DATA PROVIDED →
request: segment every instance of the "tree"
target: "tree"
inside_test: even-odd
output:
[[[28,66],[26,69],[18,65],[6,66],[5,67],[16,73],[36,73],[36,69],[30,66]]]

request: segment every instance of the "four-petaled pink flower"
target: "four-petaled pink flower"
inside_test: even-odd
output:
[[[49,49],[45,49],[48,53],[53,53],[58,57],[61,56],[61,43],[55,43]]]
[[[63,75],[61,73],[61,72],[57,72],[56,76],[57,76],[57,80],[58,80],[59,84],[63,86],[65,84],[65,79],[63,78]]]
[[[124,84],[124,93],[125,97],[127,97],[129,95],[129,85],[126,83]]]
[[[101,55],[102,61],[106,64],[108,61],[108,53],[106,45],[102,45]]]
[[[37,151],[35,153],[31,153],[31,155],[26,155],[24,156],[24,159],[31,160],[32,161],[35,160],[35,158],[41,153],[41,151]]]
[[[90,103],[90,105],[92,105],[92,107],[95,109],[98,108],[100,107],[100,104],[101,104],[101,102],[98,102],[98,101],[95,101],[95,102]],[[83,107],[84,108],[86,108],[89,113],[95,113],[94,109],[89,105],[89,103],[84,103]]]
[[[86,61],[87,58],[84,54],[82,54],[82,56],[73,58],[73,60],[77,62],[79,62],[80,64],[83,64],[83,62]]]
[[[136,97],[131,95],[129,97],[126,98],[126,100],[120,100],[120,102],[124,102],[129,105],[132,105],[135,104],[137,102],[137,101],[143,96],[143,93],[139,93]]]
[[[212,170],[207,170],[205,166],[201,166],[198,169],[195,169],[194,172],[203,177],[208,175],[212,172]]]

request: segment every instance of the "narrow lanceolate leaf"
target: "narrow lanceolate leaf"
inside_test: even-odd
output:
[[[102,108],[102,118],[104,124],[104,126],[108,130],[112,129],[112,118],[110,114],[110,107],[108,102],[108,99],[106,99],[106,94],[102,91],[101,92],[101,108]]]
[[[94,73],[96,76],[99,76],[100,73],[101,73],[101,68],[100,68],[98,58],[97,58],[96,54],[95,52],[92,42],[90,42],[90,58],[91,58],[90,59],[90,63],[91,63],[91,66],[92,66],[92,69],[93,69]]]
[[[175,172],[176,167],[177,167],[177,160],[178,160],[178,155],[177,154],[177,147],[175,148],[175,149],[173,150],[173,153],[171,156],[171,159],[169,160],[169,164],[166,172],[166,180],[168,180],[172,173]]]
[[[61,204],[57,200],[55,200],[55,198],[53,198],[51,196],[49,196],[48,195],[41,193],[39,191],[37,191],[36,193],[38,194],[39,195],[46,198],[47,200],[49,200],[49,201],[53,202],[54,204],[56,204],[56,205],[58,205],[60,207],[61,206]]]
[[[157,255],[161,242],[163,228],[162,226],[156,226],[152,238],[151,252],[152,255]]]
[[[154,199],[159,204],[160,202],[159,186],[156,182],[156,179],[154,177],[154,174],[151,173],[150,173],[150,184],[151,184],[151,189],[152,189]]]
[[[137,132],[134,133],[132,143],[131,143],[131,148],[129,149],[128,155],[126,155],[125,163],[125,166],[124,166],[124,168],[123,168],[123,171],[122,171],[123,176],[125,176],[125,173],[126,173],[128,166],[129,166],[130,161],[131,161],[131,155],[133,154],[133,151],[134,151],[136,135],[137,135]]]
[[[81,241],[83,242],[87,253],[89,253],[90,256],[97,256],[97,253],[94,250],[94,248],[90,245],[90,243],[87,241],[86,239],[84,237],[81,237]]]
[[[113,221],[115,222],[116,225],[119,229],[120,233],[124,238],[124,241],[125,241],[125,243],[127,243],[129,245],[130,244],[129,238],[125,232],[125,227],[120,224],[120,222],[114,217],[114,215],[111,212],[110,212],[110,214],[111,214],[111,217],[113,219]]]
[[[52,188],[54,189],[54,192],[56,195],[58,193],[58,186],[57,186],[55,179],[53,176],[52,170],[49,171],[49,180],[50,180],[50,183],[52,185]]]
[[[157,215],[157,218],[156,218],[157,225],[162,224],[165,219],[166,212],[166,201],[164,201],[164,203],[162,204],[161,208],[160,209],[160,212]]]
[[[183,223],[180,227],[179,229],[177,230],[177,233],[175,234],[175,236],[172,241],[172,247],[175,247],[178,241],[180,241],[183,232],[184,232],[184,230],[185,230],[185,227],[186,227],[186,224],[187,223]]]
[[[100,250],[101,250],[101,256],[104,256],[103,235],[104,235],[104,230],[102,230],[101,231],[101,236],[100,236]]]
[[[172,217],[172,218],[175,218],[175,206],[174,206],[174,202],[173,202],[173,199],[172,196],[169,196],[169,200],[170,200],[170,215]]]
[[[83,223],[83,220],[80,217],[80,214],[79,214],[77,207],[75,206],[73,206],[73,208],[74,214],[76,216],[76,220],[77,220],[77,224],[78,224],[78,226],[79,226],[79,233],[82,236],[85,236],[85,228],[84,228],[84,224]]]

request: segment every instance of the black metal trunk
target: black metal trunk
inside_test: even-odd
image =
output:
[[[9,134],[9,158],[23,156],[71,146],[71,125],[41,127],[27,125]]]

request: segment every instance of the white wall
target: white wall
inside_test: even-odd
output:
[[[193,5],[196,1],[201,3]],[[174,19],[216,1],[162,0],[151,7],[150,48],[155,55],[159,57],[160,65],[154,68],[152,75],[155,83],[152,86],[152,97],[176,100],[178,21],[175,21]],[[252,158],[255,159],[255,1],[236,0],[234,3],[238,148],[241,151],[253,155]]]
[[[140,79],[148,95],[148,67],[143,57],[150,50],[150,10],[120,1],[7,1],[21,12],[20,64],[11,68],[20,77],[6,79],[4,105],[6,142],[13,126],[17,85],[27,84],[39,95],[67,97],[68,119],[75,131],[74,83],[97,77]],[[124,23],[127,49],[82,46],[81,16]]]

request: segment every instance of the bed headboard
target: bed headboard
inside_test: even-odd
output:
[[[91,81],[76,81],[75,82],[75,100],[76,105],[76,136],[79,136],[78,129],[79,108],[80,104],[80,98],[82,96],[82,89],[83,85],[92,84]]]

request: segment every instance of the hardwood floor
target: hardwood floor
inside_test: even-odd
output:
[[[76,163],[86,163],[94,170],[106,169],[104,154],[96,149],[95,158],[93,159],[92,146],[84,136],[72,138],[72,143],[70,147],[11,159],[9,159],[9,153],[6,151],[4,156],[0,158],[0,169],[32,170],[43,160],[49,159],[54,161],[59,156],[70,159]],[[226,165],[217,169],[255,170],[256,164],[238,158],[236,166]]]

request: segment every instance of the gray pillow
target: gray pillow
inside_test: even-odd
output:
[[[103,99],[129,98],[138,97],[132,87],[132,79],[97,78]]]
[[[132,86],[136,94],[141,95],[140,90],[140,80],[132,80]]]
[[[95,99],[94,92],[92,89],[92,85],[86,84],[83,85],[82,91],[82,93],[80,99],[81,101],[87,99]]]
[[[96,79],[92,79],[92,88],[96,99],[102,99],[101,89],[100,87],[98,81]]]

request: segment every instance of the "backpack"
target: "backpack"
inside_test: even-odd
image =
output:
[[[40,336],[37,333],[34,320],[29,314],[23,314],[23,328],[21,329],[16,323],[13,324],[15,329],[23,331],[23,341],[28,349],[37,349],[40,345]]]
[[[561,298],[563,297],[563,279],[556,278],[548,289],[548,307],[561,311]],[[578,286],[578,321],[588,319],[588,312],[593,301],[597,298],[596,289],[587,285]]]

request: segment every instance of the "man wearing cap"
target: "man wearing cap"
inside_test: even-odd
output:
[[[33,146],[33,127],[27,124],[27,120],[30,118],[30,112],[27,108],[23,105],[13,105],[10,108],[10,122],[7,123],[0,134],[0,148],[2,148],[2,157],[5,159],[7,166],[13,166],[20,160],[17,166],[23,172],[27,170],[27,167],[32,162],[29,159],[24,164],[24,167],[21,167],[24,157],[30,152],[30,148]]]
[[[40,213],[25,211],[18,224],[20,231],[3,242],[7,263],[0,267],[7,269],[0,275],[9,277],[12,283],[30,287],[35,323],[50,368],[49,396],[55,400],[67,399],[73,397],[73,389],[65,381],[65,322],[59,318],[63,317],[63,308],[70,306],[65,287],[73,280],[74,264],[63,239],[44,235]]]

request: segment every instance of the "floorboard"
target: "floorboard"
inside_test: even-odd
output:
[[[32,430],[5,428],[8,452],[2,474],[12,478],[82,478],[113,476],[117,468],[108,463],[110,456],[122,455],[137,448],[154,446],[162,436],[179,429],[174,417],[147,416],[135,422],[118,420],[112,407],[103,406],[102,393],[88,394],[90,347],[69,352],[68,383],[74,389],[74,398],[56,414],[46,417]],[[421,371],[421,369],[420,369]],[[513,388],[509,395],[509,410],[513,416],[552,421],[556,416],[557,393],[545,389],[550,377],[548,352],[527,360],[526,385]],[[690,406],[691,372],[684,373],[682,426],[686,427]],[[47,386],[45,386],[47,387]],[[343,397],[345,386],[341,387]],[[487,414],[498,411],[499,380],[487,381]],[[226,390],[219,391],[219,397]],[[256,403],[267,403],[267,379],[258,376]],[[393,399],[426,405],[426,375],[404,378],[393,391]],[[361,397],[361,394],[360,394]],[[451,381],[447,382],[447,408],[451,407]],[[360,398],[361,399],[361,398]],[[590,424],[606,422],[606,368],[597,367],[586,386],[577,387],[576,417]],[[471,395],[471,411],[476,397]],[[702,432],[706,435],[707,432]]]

PROBLEM DETAILS → Identify and copy every line in the rows above that contains the word "gray".

ANSWER TO THIS TASK →
request: segment every instance of the gray pillow
target: gray pillow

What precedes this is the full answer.